START DATA EXTRACT
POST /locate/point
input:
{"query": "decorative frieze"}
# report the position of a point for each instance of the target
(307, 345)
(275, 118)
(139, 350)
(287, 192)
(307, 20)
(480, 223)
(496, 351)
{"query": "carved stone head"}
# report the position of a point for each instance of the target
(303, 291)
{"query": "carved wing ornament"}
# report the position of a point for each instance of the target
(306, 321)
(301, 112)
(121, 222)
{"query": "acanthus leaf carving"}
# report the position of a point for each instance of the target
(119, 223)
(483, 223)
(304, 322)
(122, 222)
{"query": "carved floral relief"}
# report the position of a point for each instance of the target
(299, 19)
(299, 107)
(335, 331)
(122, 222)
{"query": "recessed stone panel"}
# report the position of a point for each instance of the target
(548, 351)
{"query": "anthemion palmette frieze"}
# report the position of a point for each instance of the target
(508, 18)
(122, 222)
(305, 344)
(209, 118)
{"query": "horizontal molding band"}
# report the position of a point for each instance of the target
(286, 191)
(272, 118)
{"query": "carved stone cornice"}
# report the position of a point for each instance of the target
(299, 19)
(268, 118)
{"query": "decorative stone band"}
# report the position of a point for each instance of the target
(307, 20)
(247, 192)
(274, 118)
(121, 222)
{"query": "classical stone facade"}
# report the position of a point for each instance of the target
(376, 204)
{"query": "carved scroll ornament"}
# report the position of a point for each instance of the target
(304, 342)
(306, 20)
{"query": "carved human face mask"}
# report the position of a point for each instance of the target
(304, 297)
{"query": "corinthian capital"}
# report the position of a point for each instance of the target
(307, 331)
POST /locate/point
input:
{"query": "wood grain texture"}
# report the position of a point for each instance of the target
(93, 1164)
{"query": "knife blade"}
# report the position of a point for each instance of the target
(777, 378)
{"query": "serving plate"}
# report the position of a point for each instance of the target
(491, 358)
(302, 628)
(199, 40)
END DATA EXTRACT
:: EXERCISE DETAILS ::
Each record above is to be given again without any change to its wording.

:: EXERCISE RESULT ::
POST /locate/point
input:
{"query": "decorative frieze"}
# report the position of a point for each instance of the target
(307, 345)
(275, 118)
(139, 350)
(287, 192)
(307, 20)
(480, 223)
(496, 351)
{"query": "carved stone head"}
# report the position of a point for each instance of the target
(303, 291)
{"query": "carved wing ornament"}
# report the position of a point for each instance of the target
(306, 321)
(301, 112)
(121, 222)
{"query": "acanthus leaf carving"}
# report the position of a point for each instance of the target
(119, 223)
(483, 223)
(304, 322)
(122, 222)
{"query": "carved floral relief"}
# report the position of a point for each instance of the target
(299, 19)
(299, 107)
(335, 331)
(122, 222)
{"query": "recessed stone panel"}
# report the position of a point for each instance of the target
(548, 351)
{"query": "anthemion palmette frieze"}
# report the position of a point for each instance of the target
(508, 18)
(122, 222)
(305, 344)
(209, 118)
{"query": "horizontal molding band"}
# report the position of a point for each instance of the target
(286, 191)
(272, 118)
{"query": "carved stone cornice"}
# report the position of a point for each instance of the target
(299, 19)
(268, 118)
{"query": "decorative stone band"}
# report the position of a point for each instance of the target
(307, 20)
(247, 192)
(274, 118)
(121, 222)
{"query": "classical stone facade"}
# report the position of a point for each instance of the target
(376, 204)
{"query": "carved scroll ornament"}
# report the position of a point for each instance of the target
(304, 342)
(306, 20)
{"query": "carved human face mask"}
# report the position of a point for each instance of the target
(304, 297)
{"query": "corinthian capital"}
# report the position of a point for each instance of the target
(307, 331)
POST /locate/point
input:
{"query": "wood grain texture"}
# report the position of a point for each instance of the target
(93, 1164)
{"query": "knife blade"}
# report the position of a point for each instance of the target
(777, 378)
{"query": "serving plate"}
# report the position of a point for each instance of the target
(491, 358)
(302, 628)
(199, 40)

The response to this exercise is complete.